=== Ваше задание ===
Перепишите полностью строки списка от той, где есть «pier and give me its bounding box.», до конца списка включительно. Каждую координату ограничивающих рамок в ответах умножьте на 2,2 и округлите до целого, половины вверх.

=== Исходный список ===
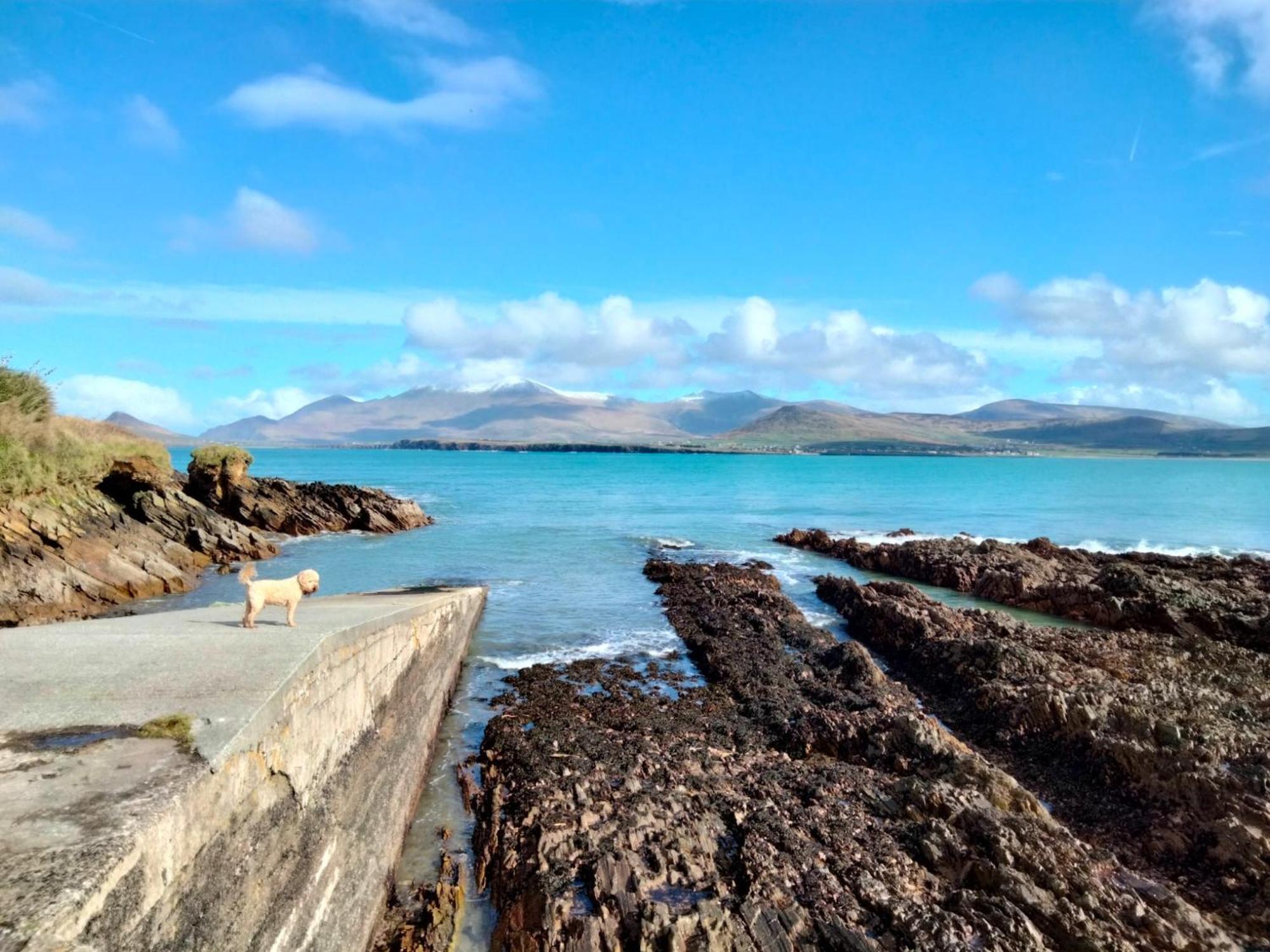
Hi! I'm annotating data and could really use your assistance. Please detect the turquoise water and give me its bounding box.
[164,449,1270,668]
[147,449,1270,948]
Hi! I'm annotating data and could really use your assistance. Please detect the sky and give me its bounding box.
[0,0,1270,433]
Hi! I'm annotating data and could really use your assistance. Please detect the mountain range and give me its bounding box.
[108,380,1270,454]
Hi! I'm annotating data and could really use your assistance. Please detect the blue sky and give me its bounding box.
[0,0,1270,430]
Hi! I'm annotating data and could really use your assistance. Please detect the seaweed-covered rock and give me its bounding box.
[187,447,432,536]
[476,560,1238,952]
[776,529,1270,651]
[817,576,1270,941]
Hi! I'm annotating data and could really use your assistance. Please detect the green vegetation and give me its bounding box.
[0,357,53,420]
[190,443,254,466]
[0,360,171,503]
[137,713,194,753]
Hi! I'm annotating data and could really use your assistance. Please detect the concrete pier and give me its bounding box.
[0,588,485,952]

=== Решение упражнения ===
Hi! I'm annotating data and could really use your assistance. Please detect the concrete pier and give me its bounding box.
[0,1294,1067,2094]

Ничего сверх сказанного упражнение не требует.